▶ _Exercise directions_:
List every line in the data below that contains the string "dried".
::: Supplied material :::
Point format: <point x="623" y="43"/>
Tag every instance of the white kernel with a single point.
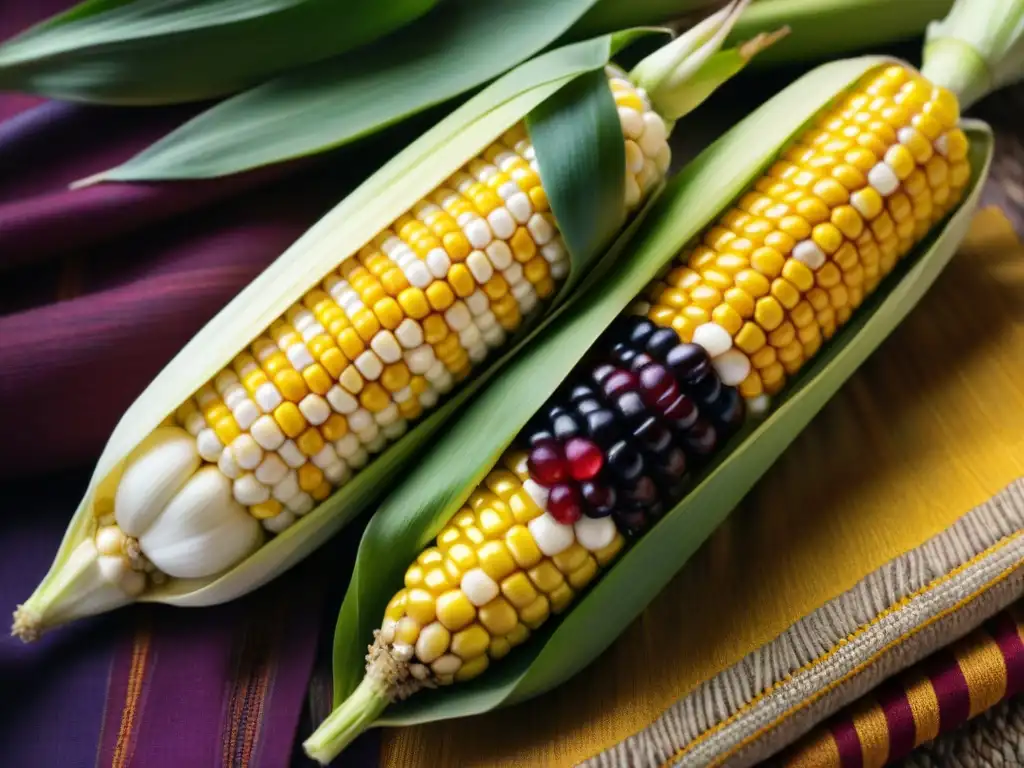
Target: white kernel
<point x="299" y="356"/>
<point x="227" y="466"/>
<point x="325" y="457"/>
<point x="418" y="274"/>
<point x="477" y="232"/>
<point x="370" y="366"/>
<point x="248" y="491"/>
<point x="437" y="261"/>
<point x="209" y="445"/>
<point x="386" y="346"/>
<point x="315" y="409"/>
<point x="346" y="445"/>
<point x="458" y="317"/>
<point x="359" y="420"/>
<point x="541" y="229"/>
<point x="267" y="397"/>
<point x="271" y="470"/>
<point x="632" y="122"/>
<point x="287" y="487"/>
<point x="654" y="133"/>
<point x="634" y="157"/>
<point x="537" y="492"/>
<point x="478" y="587"/>
<point x="195" y="423"/>
<point x="808" y="252"/>
<point x="235" y="395"/>
<point x="479" y="266"/>
<point x="394" y="431"/>
<point x="350" y="379"/>
<point x="291" y="454"/>
<point x="478" y="303"/>
<point x="595" y="532"/>
<point x="732" y="367"/>
<point x="300" y="504"/>
<point x="551" y="537"/>
<point x="519" y="206"/>
<point x="337" y="473"/>
<point x="280" y="522"/>
<point x="341" y="400"/>
<point x="884" y="179"/>
<point x="388" y="416"/>
<point x="499" y="254"/>
<point x="713" y="338"/>
<point x="420" y="359"/>
<point x="502" y="223"/>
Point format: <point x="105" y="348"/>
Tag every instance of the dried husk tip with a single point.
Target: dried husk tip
<point x="977" y="48"/>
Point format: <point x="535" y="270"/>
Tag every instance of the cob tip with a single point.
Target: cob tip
<point x="387" y="679"/>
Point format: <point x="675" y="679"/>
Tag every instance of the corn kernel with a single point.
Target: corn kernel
<point x="518" y="590"/>
<point x="536" y="613"/>
<point x="546" y="577"/>
<point x="455" y="610"/>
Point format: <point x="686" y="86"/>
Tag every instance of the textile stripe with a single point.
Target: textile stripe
<point x="129" y="713"/>
<point x="1008" y="633"/>
<point x="899" y="719"/>
<point x="981" y="662"/>
<point x="924" y="707"/>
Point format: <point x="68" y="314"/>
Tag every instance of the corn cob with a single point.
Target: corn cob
<point x="785" y="267"/>
<point x="697" y="353"/>
<point x="368" y="351"/>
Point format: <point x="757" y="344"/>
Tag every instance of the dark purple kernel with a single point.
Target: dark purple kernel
<point x="662" y="342"/>
<point x="625" y="461"/>
<point x="546" y="464"/>
<point x="602" y="427"/>
<point x="631" y="407"/>
<point x="565" y="426"/>
<point x="600" y="499"/>
<point x="564" y="504"/>
<point x="619" y="382"/>
<point x="686" y="360"/>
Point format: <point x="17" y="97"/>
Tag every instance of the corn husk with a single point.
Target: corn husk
<point x="565" y="97"/>
<point x="419" y="508"/>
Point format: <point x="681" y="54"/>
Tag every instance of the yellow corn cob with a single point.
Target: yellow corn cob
<point x="376" y="344"/>
<point x="773" y="279"/>
<point x="798" y="254"/>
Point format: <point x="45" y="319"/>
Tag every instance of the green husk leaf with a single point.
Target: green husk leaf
<point x="394" y="188"/>
<point x="454" y="49"/>
<point x="416" y="511"/>
<point x="977" y="49"/>
<point x="165" y="51"/>
<point x="823" y="29"/>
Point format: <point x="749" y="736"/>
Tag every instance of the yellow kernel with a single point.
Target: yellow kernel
<point x="795" y="226"/>
<point x="740" y="301"/>
<point x="496" y="560"/>
<point x="455" y="610"/>
<point x="470" y="642"/>
<point x="560" y="597"/>
<point x="518" y="590"/>
<point x="784" y="293"/>
<point x="535" y="614"/>
<point x="727" y="317"/>
<point x="265" y="510"/>
<point x="768" y="261"/>
<point x="546" y="577"/>
<point x="782" y="335"/>
<point x="499" y="616"/>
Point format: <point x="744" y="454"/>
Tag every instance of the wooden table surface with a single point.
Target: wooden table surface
<point x="930" y="426"/>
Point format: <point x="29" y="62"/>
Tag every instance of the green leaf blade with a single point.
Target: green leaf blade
<point x="168" y="51"/>
<point x="409" y="519"/>
<point x="445" y="54"/>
:::
▶ _Full output_:
Tag every instance of the dried husk tip with a single point.
Target: dried husk tip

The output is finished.